Records from a point labeling set
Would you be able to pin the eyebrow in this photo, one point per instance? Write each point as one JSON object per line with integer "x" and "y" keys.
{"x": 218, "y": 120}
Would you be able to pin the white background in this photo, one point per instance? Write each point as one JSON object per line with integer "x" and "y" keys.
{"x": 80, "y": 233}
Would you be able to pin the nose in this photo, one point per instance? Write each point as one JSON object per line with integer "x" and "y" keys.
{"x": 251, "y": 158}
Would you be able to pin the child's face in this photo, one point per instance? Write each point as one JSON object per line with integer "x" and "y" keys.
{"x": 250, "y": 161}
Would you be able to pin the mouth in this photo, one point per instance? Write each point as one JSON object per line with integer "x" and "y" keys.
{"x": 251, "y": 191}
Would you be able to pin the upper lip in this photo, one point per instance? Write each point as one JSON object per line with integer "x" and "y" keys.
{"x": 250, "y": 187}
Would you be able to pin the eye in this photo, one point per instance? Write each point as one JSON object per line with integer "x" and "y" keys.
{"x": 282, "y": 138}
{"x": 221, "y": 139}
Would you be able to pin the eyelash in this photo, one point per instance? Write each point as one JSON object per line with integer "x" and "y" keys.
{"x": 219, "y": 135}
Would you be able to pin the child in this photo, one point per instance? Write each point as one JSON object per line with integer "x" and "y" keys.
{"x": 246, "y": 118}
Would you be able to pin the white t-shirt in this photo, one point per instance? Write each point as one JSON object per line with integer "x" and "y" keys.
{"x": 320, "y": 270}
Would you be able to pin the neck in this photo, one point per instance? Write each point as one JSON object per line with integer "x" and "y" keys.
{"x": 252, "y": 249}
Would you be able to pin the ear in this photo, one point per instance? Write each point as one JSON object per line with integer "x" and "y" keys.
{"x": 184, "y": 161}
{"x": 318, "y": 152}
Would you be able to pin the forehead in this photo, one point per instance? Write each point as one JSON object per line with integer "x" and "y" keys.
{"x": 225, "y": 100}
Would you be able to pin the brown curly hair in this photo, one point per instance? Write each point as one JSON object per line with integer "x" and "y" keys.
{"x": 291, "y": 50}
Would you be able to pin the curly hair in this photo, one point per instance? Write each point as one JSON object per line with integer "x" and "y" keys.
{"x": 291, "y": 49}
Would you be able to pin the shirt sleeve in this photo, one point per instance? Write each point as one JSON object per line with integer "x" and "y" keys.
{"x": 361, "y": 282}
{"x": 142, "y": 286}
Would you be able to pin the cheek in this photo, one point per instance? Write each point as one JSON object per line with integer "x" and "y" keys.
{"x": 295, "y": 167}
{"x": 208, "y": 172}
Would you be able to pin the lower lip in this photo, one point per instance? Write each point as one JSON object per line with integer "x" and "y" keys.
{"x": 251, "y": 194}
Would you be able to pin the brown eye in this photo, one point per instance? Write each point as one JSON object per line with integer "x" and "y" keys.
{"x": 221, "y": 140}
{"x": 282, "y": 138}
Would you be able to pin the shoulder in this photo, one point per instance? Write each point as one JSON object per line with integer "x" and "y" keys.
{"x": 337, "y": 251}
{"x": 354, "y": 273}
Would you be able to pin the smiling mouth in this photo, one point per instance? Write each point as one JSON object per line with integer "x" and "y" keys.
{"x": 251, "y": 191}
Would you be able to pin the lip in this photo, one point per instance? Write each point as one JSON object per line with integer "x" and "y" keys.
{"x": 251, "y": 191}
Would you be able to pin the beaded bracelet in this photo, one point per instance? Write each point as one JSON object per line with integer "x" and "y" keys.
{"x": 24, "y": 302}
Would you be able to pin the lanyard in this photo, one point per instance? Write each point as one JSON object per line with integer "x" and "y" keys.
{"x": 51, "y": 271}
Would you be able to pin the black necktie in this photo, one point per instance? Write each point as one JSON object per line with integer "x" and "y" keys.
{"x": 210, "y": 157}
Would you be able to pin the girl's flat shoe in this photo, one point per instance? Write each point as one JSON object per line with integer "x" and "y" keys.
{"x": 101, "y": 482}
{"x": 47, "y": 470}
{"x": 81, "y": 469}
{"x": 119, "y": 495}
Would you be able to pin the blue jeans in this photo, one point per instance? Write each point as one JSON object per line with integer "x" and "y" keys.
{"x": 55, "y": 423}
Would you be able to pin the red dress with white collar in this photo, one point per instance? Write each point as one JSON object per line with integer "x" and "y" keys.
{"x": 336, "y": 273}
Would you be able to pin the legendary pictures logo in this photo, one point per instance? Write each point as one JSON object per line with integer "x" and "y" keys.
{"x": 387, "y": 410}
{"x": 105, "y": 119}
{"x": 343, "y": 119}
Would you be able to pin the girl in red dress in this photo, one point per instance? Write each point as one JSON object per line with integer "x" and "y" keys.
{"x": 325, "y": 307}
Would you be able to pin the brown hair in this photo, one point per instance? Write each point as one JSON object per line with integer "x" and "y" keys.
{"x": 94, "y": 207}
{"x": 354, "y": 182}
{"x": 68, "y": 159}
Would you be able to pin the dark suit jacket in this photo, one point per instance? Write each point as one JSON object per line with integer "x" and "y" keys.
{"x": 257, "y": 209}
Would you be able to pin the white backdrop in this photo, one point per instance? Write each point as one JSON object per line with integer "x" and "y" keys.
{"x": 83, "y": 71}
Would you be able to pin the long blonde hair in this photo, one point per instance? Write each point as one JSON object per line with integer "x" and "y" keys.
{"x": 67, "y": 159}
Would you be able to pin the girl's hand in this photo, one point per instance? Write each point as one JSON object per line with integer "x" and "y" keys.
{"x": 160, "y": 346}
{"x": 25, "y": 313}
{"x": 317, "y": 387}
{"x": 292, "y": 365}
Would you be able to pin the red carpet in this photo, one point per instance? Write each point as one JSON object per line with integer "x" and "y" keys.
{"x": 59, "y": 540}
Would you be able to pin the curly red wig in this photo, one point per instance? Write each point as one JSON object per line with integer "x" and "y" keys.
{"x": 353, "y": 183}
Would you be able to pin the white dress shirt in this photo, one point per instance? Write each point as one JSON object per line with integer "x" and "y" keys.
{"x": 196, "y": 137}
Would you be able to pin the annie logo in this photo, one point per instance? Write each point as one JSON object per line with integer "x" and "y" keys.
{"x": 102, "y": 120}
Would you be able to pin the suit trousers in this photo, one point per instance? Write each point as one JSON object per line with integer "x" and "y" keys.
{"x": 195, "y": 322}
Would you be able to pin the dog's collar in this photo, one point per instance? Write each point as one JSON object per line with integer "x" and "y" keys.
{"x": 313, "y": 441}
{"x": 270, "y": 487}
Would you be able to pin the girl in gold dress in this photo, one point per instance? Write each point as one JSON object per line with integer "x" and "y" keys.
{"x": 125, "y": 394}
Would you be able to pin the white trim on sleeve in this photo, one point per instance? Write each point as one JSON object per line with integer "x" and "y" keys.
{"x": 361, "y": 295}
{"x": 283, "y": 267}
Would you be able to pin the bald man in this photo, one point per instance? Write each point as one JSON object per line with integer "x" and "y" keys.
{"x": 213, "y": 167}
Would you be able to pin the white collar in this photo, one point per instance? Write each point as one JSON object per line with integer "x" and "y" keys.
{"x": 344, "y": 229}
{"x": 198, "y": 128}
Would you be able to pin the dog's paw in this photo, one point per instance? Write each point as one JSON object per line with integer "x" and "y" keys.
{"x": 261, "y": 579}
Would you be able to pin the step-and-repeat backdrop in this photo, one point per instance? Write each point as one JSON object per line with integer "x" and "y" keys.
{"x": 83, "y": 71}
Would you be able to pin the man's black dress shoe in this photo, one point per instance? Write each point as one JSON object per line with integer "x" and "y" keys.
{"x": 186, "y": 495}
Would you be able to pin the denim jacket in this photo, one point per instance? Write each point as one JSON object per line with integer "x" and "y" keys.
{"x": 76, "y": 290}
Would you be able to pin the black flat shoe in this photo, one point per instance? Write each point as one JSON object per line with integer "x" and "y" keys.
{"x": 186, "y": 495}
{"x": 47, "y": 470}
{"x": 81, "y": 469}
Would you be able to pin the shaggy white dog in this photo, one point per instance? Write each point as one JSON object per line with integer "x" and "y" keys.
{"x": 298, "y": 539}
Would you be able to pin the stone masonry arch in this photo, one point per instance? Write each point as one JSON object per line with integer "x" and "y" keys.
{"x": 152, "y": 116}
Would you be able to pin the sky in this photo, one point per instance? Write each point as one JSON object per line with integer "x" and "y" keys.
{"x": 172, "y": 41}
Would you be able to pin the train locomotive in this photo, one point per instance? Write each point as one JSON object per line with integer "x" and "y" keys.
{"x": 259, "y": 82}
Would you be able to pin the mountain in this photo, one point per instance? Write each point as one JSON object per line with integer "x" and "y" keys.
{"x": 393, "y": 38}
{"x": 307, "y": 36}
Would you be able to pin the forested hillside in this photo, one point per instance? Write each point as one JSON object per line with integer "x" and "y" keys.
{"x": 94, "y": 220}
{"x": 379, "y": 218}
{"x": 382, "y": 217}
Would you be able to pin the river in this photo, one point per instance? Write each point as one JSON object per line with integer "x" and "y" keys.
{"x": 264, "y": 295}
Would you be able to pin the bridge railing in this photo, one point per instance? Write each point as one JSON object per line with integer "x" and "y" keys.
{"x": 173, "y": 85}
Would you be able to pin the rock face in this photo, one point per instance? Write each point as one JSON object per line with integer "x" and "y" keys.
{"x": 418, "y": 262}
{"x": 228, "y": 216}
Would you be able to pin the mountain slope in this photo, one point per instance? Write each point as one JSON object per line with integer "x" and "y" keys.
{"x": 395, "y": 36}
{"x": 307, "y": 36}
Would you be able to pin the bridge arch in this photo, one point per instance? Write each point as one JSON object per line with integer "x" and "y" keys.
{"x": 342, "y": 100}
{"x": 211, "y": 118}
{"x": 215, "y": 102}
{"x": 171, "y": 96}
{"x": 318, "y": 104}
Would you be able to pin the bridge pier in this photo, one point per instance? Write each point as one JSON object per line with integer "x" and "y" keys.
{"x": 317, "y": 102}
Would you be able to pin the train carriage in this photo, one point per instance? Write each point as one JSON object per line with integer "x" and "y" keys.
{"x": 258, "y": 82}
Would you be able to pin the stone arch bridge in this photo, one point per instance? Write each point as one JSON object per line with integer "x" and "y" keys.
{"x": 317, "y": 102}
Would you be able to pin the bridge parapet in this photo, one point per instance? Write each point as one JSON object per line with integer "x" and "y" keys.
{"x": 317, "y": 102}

# [Work required]
Pull out every line from the one with "Would you be able to pin the train carriage" to the end of the listing, and output only those.

# [The output]
Would you be able to pin the train carriage in this photo, one point per instance? Write each point as one JSON object per line with integer "x" and "y" keys.
{"x": 258, "y": 82}
Would you be able to pin the stone arch bridge in this photo, one point per instance? Write each point as one JSON object per line with integer "x" and "y" keys.
{"x": 317, "y": 102}
Would you be able to pin the bridge parapet in this photo, one point per instance? Write each point as one JSON object per line with integer "x" and "y" keys.
{"x": 317, "y": 102}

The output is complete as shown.